== Exercise details ==
Return the entries below word for word; no images should appear in the copy.

Dataset entries
========================================
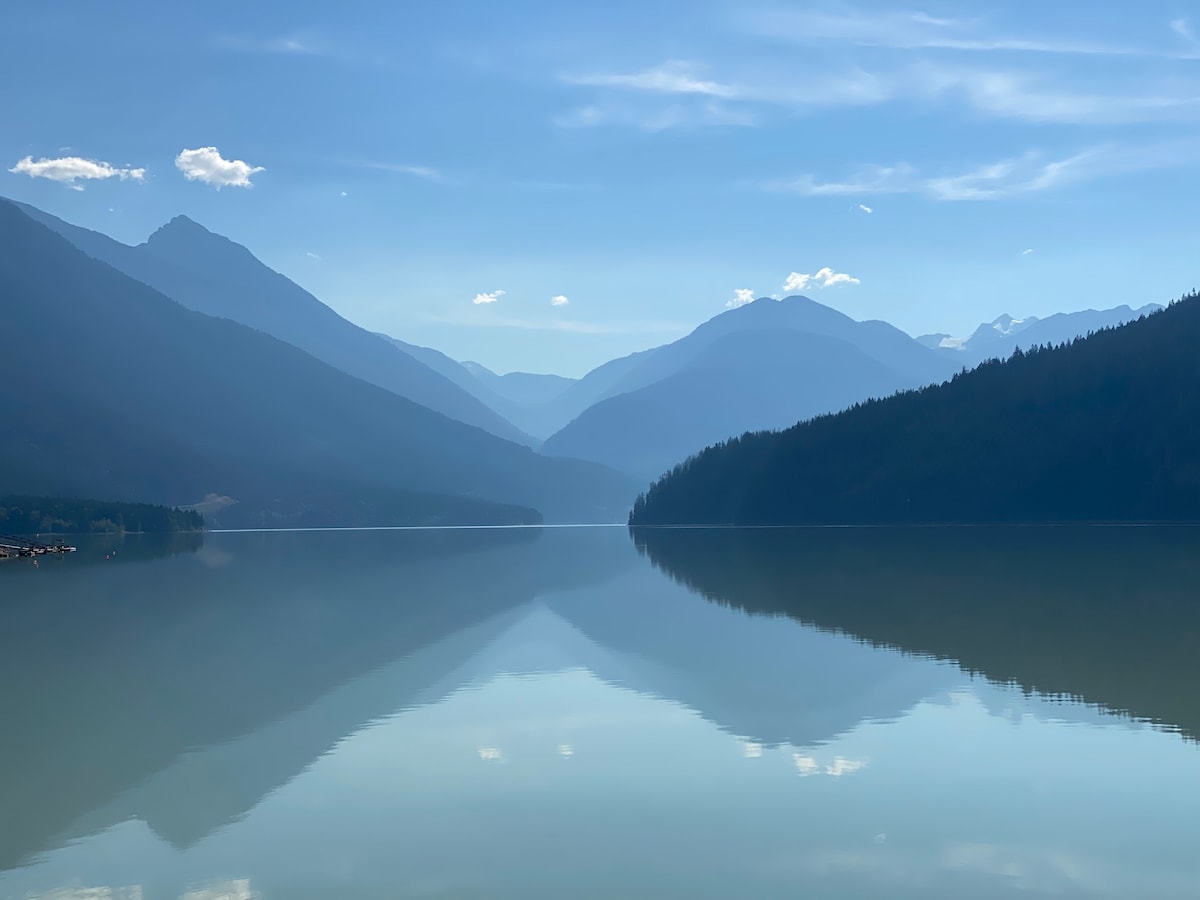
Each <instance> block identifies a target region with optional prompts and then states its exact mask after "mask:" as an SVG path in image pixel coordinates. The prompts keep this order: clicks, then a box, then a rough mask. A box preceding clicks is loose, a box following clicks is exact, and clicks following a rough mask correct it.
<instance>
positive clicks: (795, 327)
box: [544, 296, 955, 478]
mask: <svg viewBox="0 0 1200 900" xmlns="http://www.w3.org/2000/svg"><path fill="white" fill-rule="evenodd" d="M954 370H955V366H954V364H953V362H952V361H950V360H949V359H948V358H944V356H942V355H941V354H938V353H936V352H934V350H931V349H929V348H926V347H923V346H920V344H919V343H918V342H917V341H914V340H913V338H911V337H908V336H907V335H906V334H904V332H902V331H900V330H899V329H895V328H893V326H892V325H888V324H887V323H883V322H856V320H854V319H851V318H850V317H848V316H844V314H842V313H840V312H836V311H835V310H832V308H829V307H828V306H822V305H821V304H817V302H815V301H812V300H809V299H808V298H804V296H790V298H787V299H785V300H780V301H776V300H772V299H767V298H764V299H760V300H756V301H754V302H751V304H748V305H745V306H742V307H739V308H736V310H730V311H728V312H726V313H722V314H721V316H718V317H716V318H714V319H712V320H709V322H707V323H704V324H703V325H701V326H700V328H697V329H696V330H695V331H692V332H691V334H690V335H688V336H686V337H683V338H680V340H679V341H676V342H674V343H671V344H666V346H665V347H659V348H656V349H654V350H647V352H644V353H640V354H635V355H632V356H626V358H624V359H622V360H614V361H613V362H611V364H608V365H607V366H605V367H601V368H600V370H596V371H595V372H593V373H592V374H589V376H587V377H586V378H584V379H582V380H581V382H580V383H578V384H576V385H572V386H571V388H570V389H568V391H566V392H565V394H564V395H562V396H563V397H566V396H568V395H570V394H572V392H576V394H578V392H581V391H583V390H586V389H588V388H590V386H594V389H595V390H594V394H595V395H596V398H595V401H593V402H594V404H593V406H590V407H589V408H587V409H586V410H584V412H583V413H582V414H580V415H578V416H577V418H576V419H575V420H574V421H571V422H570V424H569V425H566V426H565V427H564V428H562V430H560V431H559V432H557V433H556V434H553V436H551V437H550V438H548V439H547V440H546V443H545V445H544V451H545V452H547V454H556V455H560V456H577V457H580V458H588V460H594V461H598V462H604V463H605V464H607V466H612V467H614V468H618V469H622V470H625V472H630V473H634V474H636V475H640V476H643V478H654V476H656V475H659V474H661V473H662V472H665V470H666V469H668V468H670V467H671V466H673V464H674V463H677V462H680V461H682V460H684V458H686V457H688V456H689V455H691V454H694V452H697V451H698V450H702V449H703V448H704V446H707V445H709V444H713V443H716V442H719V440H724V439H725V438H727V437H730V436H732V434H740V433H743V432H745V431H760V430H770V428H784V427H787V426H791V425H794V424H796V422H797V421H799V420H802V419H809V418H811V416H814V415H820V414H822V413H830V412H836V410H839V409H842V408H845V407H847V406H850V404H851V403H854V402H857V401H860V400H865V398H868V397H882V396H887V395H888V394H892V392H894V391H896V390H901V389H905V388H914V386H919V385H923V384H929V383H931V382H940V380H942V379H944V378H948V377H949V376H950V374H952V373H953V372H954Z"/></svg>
========================================
== Your response ==
Each <instance> block identifies a target region with optional prompts and then states its exact mask after "mask:" as an SVG path in image pixel coordinates. The prompts keep this order: clicks, then a box, then a rough mask. A box preceding clicks is loose, a box following clicks is exact, and clicks following a rough mask correct it.
<instance>
positive clicks: (795, 327)
box: [544, 296, 955, 478]
mask: <svg viewBox="0 0 1200 900" xmlns="http://www.w3.org/2000/svg"><path fill="white" fill-rule="evenodd" d="M954 370H955V366H954V364H953V362H952V361H950V360H949V359H948V358H944V356H942V355H941V354H938V353H936V352H934V350H931V349H929V348H926V347H923V346H920V344H919V343H918V342H917V341H914V340H913V338H911V337H908V336H907V335H906V334H904V332H902V331H900V330H899V329H895V328H893V326H892V325H888V324H887V323H883V322H856V320H854V319H851V318H850V317H848V316H844V314H842V313H840V312H836V311H835V310H832V308H829V307H828V306H822V305H821V304H817V302H815V301H812V300H809V299H808V298H804V296H790V298H787V299H785V300H780V301H776V300H772V299H767V298H764V299H760V300H756V301H754V302H751V304H748V305H745V306H742V307H739V308H736V310H730V311H728V312H726V313H722V314H721V316H718V317H716V318H714V319H712V320H709V322H707V323H704V324H703V325H701V326H700V328H697V329H696V330H695V331H692V332H691V334H690V335H688V336H686V337H683V338H680V340H679V341H676V342H674V343H671V344H666V346H665V347H659V348H656V349H654V350H647V352H644V353H640V354H635V355H632V356H626V358H624V359H622V360H614V361H613V362H611V364H608V365H607V366H605V367H601V368H600V370H596V371H595V372H593V373H592V374H589V376H587V377H586V378H584V379H582V380H581V382H580V383H578V384H576V385H572V386H571V388H570V389H568V391H566V392H565V394H564V395H562V396H563V397H566V396H568V395H570V394H572V392H576V394H578V392H581V391H583V390H586V389H588V388H590V386H594V389H595V390H594V394H595V395H596V398H595V401H593V402H594V404H593V406H590V407H589V408H587V409H586V410H584V412H583V413H582V414H580V415H578V416H577V418H576V419H575V420H574V421H571V422H570V424H569V425H566V426H565V427H564V428H562V430H560V431H559V432H557V433H556V434H553V436H551V437H550V438H548V439H547V440H546V443H545V445H544V451H545V452H547V454H556V455H560V456H577V457H580V458H588V460H594V461H598V462H604V463H605V464H607V466H612V467H614V468H618V469H622V470H625V472H630V473H634V474H636V475H640V476H643V478H654V476H656V475H659V474H661V473H662V472H665V470H666V469H668V468H670V467H671V466H673V464H674V463H677V462H680V461H682V460H684V458H686V457H688V456H689V455H691V454H694V452H697V451H698V450H702V449H703V448H704V446H707V445H709V444H713V443H716V442H719V440H724V439H725V438H727V437H730V436H732V434H740V433H743V432H745V431H760V430H770V428H784V427H787V426H791V425H794V424H796V422H797V421H799V420H802V419H809V418H811V416H814V415H820V414H822V413H830V412H836V410H839V409H842V408H845V407H847V406H850V404H851V403H854V402H857V401H860V400H865V398H868V397H882V396H887V395H888V394H892V392H894V391H896V390H901V389H905V388H914V386H919V385H923V384H929V383H931V382H940V380H942V379H944V378H948V377H949V376H950V374H952V373H953V372H954Z"/></svg>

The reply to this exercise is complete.